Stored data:
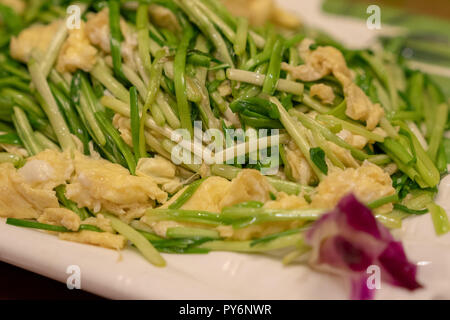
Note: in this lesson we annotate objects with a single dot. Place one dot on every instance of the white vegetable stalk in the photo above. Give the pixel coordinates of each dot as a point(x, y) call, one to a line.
point(258, 79)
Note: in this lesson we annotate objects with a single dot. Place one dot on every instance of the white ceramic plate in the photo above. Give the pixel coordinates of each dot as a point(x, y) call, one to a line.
point(127, 275)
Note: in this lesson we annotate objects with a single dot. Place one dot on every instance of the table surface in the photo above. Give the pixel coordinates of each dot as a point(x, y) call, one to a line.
point(16, 283)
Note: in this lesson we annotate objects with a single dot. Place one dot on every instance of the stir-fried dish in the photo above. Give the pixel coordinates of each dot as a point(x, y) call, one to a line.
point(190, 126)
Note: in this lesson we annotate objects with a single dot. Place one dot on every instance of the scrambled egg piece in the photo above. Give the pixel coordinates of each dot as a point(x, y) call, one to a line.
point(249, 185)
point(162, 171)
point(102, 239)
point(20, 200)
point(326, 60)
point(100, 184)
point(369, 183)
point(61, 217)
point(36, 37)
point(77, 52)
point(258, 12)
point(47, 169)
point(323, 92)
point(97, 30)
point(17, 5)
point(300, 168)
point(209, 195)
point(216, 193)
point(164, 18)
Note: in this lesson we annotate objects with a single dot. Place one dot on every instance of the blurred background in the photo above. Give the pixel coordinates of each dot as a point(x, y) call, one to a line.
point(419, 29)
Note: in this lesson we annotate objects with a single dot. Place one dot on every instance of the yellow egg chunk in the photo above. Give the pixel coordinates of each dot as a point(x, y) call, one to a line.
point(369, 183)
point(20, 200)
point(61, 217)
point(77, 52)
point(101, 185)
point(37, 37)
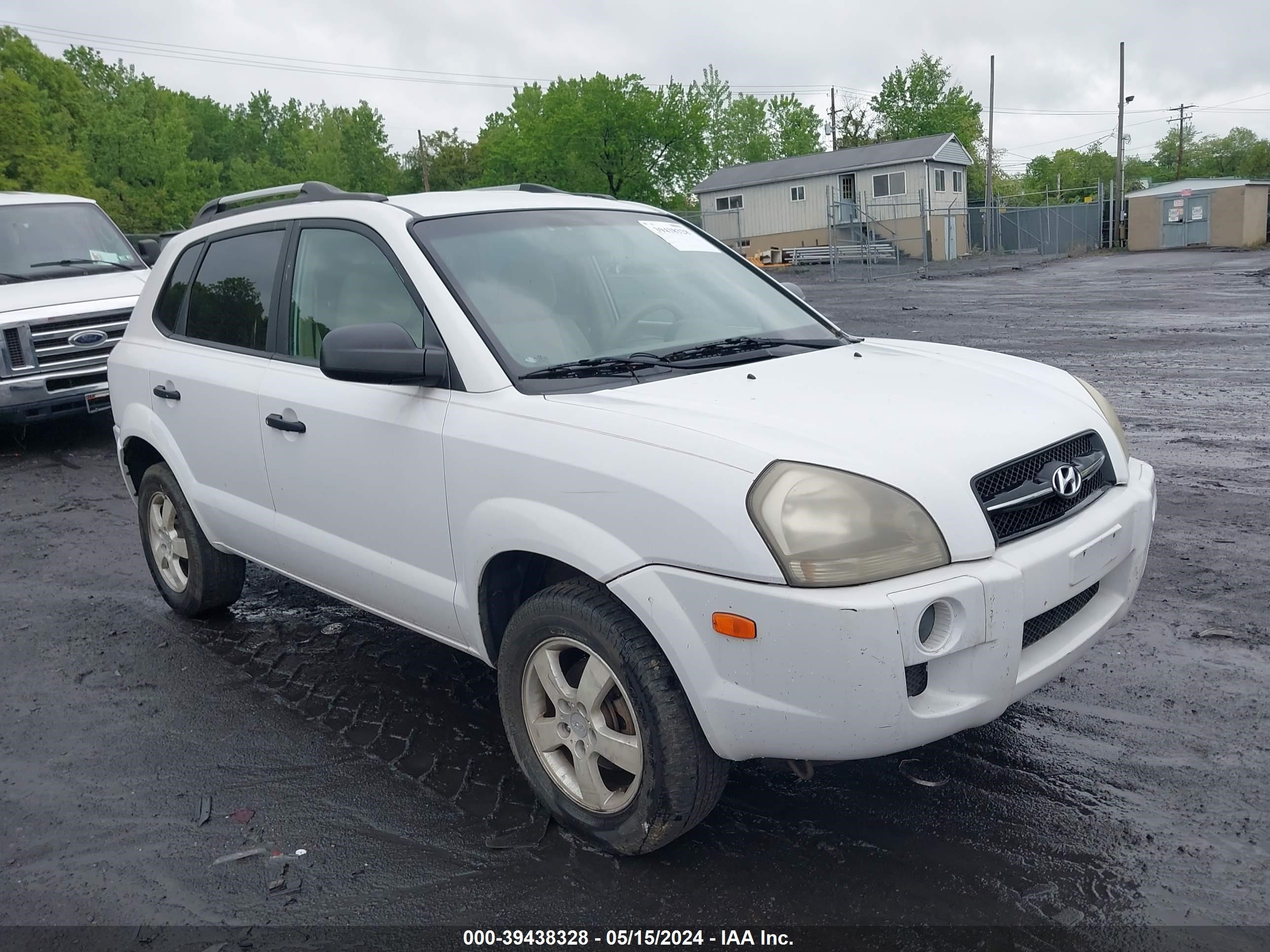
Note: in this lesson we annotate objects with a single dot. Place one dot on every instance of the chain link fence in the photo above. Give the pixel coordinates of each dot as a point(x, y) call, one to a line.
point(909, 237)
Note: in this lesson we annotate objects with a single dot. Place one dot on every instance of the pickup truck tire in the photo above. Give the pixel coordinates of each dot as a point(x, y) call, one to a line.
point(201, 582)
point(680, 779)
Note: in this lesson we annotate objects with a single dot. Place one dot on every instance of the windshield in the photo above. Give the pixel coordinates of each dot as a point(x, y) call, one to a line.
point(550, 287)
point(40, 241)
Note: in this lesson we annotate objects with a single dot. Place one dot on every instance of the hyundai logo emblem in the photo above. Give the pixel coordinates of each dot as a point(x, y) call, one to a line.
point(1066, 481)
point(87, 338)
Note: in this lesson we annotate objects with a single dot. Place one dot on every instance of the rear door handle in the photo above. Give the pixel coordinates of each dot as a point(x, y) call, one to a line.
point(279, 423)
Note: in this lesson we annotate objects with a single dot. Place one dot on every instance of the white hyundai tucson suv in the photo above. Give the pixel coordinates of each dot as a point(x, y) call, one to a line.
point(687, 518)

=== WHAT TO PRODUCE ===
Rewrite all the records with every "photo" changed to "image" and nothing else altered. Leave the pictures out.

=== SOLUTION FOR THIS EXERCISE ===
Note: in this lesson we annotate objects with a single dot. Place one dot on every instance of the white vegetable stalk in the image above. Give the pixel coordinates of each dot as a point(x, y) call, one to a line.
point(258, 79)
Note: in this lesson we annotate objects with a single dot. Place one dot on every instance of the white ceramic plate in the image above. Give the pixel coordinates of each dot as a point(x, y) call, one to a line.
point(127, 275)
Note: in this lesson we annotate objects with a single dot. Place one dot on every instance of the table surface in the image above. Give the pixel coordinates of each dot as a point(x, y) call, one to a line.
point(16, 283)
Note: in this lesson we annotate objects with a single dot. Place one dot on every instance of the stir-fried dish in the image above. Give the pixel coordinates of each dot as a point(x, y) call, one to a line.
point(190, 126)
Note: in this lesson we annotate objects with a single dot. Place one dot on every instance of the scrambled egg piece in the image above. Give the pixel coordinates of each dot as a point(x, y) call, one to a line.
point(249, 185)
point(162, 171)
point(102, 239)
point(20, 200)
point(326, 60)
point(100, 184)
point(369, 183)
point(61, 217)
point(36, 37)
point(77, 52)
point(258, 12)
point(47, 169)
point(323, 92)
point(97, 30)
point(17, 5)
point(300, 168)
point(209, 195)
point(216, 193)
point(164, 18)
Note: in this lesson we annotate objects with a single dot. Place one dot on every instance of the blurred background in the image above. Give the pixel coordinates of each dot as a point(x, y) call, one to a line.
point(419, 29)
Note: in this lesson we annotate objects with a single dot. Place one dot on every instance of the yellow egg chunk in the image above. Give the pixel coordinates of each dot as a point(x, y) call, one to a line.
point(369, 183)
point(20, 200)
point(61, 217)
point(77, 52)
point(101, 185)
point(37, 37)
Note: in this lesson we annotate objects with a single dot. Place one dot on every instance of the chain link fence in the image above. Give the pixel coordinates of each dot as a point(x, y) call, one to a line.
point(909, 237)
Note: in this lesson we annotate objects with a single dot. Place one dot on every instance of the pickup truck tire in the image above. Give the pixel coordinates of each dot as a point(x, y) call, one to a line.
point(201, 582)
point(680, 779)
Note: in this lesson we annotate objects with a single dot. Place one dot on every instance of the windshield in the image above. Give the pixel coordinates of each dot as a point(x, y) call, one to a line.
point(550, 287)
point(40, 241)
Note: in this lesson we annotate objects with a single dot. Place one dot on every instance of the hyundai logo emblem in the image above. Give the pixel coordinates of each dot as a point(x, y) call, one to a line.
point(1066, 481)
point(87, 338)
Note: in this lesson we annotate objects with a single dot. Place one dot on every instance of the rear door handle in the image above. Give the pixel coordinates of each dot as a point(x, y) call, one to a line.
point(279, 423)
Note: in this lesson we annotate objects with a single dot. Place one dot on every instance of the white hyundai tucson suv in the image above. Give the pixel coordinates of each dot as a point(x, y) call, one to a line.
point(687, 518)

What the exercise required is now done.